Reproduce the records below verbatim, beginning with the line holding "bare dirt patch" and continuing through the end of the records, both ends included.

# # # # #

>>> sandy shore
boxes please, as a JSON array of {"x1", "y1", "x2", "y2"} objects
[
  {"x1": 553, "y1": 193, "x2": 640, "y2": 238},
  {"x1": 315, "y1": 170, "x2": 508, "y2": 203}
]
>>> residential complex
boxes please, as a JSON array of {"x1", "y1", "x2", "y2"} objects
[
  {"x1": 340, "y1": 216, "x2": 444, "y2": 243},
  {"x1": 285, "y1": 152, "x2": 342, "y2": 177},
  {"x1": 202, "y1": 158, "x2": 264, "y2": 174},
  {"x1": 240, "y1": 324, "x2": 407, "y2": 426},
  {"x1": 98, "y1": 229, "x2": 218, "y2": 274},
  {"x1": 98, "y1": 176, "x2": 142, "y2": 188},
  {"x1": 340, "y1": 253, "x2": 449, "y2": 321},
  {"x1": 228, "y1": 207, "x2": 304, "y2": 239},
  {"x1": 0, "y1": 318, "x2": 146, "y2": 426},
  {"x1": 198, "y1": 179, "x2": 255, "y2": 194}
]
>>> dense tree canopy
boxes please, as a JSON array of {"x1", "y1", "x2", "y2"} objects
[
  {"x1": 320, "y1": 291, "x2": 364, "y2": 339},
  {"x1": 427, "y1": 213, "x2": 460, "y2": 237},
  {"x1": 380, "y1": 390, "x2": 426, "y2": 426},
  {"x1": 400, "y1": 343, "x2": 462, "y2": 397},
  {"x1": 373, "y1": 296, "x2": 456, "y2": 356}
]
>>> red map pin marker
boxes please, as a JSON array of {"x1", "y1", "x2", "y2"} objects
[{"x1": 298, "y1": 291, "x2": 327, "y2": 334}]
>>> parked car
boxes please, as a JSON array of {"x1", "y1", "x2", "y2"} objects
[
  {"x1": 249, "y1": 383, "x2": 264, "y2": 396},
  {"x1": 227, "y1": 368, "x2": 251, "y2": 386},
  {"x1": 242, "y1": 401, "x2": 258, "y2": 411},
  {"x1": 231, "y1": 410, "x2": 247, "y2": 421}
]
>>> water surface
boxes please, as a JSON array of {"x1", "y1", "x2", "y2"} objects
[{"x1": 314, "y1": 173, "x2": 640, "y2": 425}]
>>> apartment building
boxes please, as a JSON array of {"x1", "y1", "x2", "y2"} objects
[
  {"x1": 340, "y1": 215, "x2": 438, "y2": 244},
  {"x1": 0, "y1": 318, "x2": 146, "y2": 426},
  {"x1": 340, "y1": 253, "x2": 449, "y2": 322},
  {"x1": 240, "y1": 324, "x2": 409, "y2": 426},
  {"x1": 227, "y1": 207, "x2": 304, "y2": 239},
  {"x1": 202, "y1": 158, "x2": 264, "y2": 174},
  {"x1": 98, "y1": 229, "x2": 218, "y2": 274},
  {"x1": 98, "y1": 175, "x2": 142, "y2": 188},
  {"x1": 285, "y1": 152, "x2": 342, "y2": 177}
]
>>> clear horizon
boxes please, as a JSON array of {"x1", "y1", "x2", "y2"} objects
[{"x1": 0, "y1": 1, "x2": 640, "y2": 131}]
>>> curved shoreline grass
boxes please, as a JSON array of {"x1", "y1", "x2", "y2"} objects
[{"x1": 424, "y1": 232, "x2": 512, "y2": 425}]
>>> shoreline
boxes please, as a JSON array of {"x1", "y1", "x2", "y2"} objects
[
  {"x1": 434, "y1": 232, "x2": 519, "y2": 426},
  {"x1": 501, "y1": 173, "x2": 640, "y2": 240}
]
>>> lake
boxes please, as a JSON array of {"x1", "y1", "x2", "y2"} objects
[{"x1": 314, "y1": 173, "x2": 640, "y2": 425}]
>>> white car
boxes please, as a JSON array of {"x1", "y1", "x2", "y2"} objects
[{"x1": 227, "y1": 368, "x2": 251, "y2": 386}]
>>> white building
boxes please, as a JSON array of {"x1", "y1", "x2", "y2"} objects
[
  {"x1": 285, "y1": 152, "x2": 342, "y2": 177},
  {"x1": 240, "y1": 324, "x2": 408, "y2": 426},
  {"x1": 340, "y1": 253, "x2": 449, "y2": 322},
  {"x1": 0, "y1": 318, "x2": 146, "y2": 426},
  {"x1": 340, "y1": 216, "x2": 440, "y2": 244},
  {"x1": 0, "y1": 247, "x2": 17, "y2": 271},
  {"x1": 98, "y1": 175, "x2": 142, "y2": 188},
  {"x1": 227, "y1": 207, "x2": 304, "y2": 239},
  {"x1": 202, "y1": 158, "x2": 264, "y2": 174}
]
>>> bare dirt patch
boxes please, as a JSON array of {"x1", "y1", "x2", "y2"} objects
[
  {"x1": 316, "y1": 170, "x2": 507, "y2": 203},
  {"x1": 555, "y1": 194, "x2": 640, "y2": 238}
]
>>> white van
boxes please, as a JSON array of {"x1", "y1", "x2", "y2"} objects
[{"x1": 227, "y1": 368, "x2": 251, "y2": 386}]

# # # # #

:: TASK RESULT ::
>>> bare dirt patch
boxes please, as a JSON array of {"x1", "y1", "x2", "y2"} objects
[
  {"x1": 316, "y1": 170, "x2": 507, "y2": 203},
  {"x1": 555, "y1": 194, "x2": 640, "y2": 238}
]
>>> white van
boxes please, as a JSON array of {"x1", "y1", "x2", "y2"} objects
[{"x1": 227, "y1": 368, "x2": 251, "y2": 386}]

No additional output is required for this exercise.